Henk-Jan Lebbink edited this page May 28, 2019 · 2 revisions

PCONFIG — Platform Configuration

Opcode/ Instruction Op/ En 64/32 bit Mode Support CPUID Feature Flag Description
NP 0F 01 C5 PCONFIG A V/V PCONFIG This instruction is used to execute functions for configuring platform features. EAX: Leaf function to be invoked. RBX/RCX/RDX: Leaf-specific purpose.

Instruction Operand Encoding

Op/En Tuple Operand 1 Operand 2 Operand 3 Operand 4
A NA NA NA NA NA

Description

PCONFIG allows software to configure certain platform features. PCONFIG supports multiple leaf functions, with a leaf function identified by the value in EAX. The registers RBX, RCX, and RDX have leaf-specific purposes.

Each PCONFIG leaf function applies to a specific hardware block called a PCONFIG target, and each PCONFIG target is associated with a numerical identifier. The identifiers of the PCONFIG targets supported by the CPU (which imply the supported leaf functions) are enumerated in the sub-leaves of the PCONFIG-information leaf of CPUID (EAX = 1BH). An attempt to execute an undefined leaf function results in a general-protection exception (#GP).

Addresses and operands are 32 bits outside 64-bit mode (IA32_EFER.LMA = 0 || CS.L = 0) and are 64 bits in 64-bit mode (IA32_EFER.LMA = 1 && CS.L = 1). The value of CS.D has no effect on address calculation.

Table 2-2 shows the leaf encodings for PCONFIG.

Table 2-2. PCONFIG Leaf Encodings

Leaf Encoding Description
MKTME_KEY_PROGRAM 00000000H This leaf is used to program the key and encryption mode associated with a KeyID.
RESERVED 00000001H - FFFFFFFFH Reserved for future use (#GP(0) if used).

The MKTME_KEY_PROGRAM leaf of PCONFIG pertains to the MKTME target, which has target identifier 1. It is used by software to manage the key associated with a KeyID. The leaf function is invoked by setting the leaf value of 0 in EAX and the address of MKTME_KEY_PROGRAM_STRUCT in RBX. Successful execution of the leaf clears RAX (set to zero) and ZF, CF, PF, AF, OF, and SF are cleared. In case of failure, the failure reason is indicated in RAX with ZF set to 1 and CF, PF, AF, OF, and SF are cleared. The MKTME_KEY_PROGRAM leaf uses the MKTME_KEY_PROGRAM_STRUCT in memory shown in Table 2-3.

Table 2-3. MKTME_KEY_PROGRAM_STRUCT Format

Field Offset (bytes) Size (bytes) Comments
KEYID 0 2 Key Identifier.
KEYID_CTRL 2 4 KeyID control: * Bits [7:0]: COMMAND. * Bits [23:8]: ENC_ALG. * Bits [31:24]: Reserved, must be zero.
RESERVED 6 58 Reserved, must be zero.
KEY_FIELD_1 64 64 Software supplied KeyID data key or entropy for KeyID data key.
KEY_FIELD_2 128 64 Software supplied KeyID tweak key or entropy for KeyID tweak key.

REQUIRED TASKS:
A - Transcribe the lines of the listing from the line containing "Where can you see the male lion's nose" through the end of the listing, including that first line.
B - Continue the PCONFIG reference from its last line.
The listing that comes next has no connection to the PCONFIG reference above.

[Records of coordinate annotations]
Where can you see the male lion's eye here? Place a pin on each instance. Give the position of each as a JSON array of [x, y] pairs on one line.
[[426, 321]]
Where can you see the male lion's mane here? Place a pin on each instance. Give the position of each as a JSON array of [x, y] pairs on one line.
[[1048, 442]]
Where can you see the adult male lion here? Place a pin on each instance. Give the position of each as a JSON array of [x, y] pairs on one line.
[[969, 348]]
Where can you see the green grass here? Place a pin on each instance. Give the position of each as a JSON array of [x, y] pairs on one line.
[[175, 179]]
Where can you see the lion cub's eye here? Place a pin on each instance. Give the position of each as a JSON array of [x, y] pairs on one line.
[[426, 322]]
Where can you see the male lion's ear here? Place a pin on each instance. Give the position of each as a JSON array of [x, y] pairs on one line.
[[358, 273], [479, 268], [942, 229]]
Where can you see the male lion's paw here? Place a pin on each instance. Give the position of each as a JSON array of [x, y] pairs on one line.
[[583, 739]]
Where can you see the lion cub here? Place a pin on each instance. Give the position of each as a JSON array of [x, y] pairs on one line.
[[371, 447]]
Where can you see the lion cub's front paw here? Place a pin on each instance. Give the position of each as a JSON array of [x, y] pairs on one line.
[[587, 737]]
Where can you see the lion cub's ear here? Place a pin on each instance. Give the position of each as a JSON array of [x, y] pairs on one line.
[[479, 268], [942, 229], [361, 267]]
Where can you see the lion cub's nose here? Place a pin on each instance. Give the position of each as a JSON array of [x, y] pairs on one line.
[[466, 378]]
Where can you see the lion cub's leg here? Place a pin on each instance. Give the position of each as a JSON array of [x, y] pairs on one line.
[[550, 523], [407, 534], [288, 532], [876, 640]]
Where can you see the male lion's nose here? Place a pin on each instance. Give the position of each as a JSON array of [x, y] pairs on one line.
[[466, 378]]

RESULTS:
A -
Where can you see the male lion's nose here? Place a pin on each instance. Give the position of each as a JSON array of [x, y] pairs on one line.
[[466, 378]]

B -
2-16 A description of each of the fields in MKTME_KEY_PROGRAM_STRUCT is provided below:

  • KEYID: Key Identifier being programmed to the MKTME engine.

  • KEYID_CTRL: The KEYID_CTRL field carries two sub-fields used by software to control the behavior of a

KeyID: Command and KeyID encryption algorithm.

The command used controls the encryption mode for a KeyID. Table 2-4 provides a summary of the commands supported.

Table 2-4. Supported Key Programming Commands

Command Encoding Description
KEYID_SET_KEY_DIRECT 0 Software uses this mode to directly program a key for use with KeyID.
KEYID_SET_KEY_RANDOM 1 CPU generates and assigns an ephemeral key for use with a KeyID. Each time the instruction is executed, the CPU generates a new key using a hardware random number generator and the keys are discarded on reset.
KEYID_CLEAR_KEY 2 Clear the (software programmed) key associated with the KeyID. On execution of this command, the KeyID gets TME behavior (encrypt with platform TME key).
KEYID_NO_ENCRYPT 3 Do not encrypt memory when this KeyID is in use.

The encryption algorithm field (ENC_ALG) allows software to select one of the activated encryption algorithms for the KeyID. The BIOS can activate a set of algorithms to allow for use when programming keys using the IA32_TME_ACTIVATE MSR (does not apply to KeyID 0 which uses TME policy). The ISA checks to ensure that the algorithm selected by software is one of the algorithms that has been activated by the BIOS.

  • KEY_FIELD_1: This field carries the software supplied data key to be used for the KeyID if the direct key

programming option is used (KEYID_SET_KEY_DIRECT). When the random key programming option is used (KEYID_SET_KEY_RANDOM), this field carries the software supplied entropy to be mixed in the CPU generated random data key. It is software's responsibility to ensure that the key supplied for the direct programming option or the entropy supplied for the random programming option does not result in weak keys. There are no explicit checks in the instruction to detect or prevent weak keys. When AES XTS-128 is used, the upper 48B are treated as reserved and must be zeroed out by software before executing the instruction.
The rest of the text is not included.